___ Rows ___

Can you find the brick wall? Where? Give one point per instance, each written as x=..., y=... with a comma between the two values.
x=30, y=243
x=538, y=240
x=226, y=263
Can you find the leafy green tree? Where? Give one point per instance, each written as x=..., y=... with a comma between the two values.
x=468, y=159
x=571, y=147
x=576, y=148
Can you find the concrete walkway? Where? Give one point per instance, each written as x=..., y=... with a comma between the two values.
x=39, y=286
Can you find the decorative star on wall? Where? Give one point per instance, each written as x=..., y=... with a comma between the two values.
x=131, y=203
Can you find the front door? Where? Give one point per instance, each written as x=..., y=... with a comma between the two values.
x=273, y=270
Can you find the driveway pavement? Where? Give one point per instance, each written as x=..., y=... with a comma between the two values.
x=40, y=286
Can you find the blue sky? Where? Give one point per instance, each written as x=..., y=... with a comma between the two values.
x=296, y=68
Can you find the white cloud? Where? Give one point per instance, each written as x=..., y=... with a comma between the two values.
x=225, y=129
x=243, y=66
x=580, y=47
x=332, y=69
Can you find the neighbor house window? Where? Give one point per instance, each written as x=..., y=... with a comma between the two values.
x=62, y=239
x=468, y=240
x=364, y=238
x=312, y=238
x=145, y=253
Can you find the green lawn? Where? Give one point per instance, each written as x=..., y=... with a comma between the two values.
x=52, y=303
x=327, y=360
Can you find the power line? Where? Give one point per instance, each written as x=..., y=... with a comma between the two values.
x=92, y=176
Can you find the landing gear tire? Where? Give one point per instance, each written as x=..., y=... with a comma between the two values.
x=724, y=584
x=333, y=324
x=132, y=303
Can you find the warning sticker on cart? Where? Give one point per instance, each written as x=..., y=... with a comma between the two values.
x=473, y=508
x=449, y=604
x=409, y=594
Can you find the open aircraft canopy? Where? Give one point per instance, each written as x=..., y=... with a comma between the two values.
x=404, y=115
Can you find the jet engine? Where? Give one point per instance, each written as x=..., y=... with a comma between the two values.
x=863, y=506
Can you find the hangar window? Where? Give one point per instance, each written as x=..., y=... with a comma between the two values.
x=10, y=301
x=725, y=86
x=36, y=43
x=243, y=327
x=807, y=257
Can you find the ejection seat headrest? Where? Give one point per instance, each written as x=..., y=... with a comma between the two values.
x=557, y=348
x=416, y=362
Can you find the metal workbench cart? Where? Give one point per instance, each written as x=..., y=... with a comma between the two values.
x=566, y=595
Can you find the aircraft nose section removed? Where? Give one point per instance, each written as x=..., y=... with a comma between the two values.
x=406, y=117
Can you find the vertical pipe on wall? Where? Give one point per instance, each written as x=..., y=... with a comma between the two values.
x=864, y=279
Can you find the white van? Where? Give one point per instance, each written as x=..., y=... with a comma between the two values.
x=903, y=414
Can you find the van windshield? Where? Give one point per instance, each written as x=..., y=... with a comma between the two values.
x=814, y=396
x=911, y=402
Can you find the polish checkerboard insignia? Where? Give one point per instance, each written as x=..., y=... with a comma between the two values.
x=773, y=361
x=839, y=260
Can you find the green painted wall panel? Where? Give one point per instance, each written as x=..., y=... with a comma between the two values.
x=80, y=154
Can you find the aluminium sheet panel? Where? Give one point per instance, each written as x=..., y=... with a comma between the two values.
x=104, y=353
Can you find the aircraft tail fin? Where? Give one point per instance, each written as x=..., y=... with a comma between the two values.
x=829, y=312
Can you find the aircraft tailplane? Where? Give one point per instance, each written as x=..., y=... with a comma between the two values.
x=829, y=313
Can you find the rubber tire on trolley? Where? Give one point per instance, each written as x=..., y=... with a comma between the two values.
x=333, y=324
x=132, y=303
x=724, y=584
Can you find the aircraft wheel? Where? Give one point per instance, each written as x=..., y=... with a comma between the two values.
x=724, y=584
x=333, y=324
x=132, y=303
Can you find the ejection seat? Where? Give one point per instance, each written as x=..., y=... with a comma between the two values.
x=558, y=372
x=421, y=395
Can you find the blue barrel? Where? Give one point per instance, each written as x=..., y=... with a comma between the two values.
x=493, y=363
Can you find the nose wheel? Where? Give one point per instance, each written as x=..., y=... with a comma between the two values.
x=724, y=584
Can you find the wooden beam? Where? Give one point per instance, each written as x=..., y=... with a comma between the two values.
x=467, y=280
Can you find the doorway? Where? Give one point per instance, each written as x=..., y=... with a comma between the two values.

___

Change "panel" to "section" everywhere it appears in the lines from the one containing "Can you find the polish" through the one containing "x=104, y=353", and give those lines again with nothing else altered.

Can you find the polish checkerboard insignia? Where? Give one point per instance, each written as x=..., y=... with a comma between the two values.
x=773, y=361
x=839, y=260
Can you find the green painted wall section? Where? Give one point per instance, each written as x=..., y=... with a comma between the two values.
x=80, y=154
Can you find the aluminium sheet section? Where? Give one point per instance, each written as x=..., y=... with a comma between the two values.
x=104, y=353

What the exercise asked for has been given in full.